TASK TO CARRY OUT
Write out every line of the records below word for word, but omit the pictures.

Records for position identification
## START
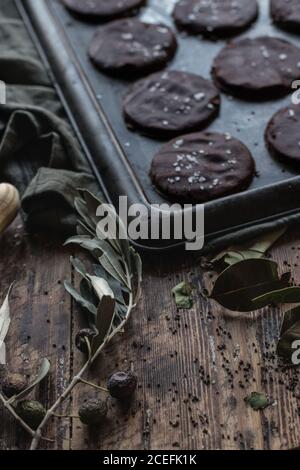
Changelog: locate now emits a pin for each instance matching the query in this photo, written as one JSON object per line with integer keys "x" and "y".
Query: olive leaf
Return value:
{"x": 183, "y": 295}
{"x": 242, "y": 282}
{"x": 4, "y": 325}
{"x": 290, "y": 332}
{"x": 253, "y": 250}
{"x": 78, "y": 266}
{"x": 111, "y": 292}
{"x": 138, "y": 268}
{"x": 289, "y": 295}
{"x": 42, "y": 373}
{"x": 257, "y": 401}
## END
TASK ANSWER
Changelog: locate now emits a pin for each instance matching the query in this photo, written as one JSON object per line with integer keys "x" and "y".
Query: olive leaf
Return value:
{"x": 183, "y": 295}
{"x": 242, "y": 282}
{"x": 4, "y": 325}
{"x": 290, "y": 332}
{"x": 253, "y": 250}
{"x": 78, "y": 266}
{"x": 111, "y": 292}
{"x": 138, "y": 268}
{"x": 289, "y": 295}
{"x": 42, "y": 373}
{"x": 257, "y": 401}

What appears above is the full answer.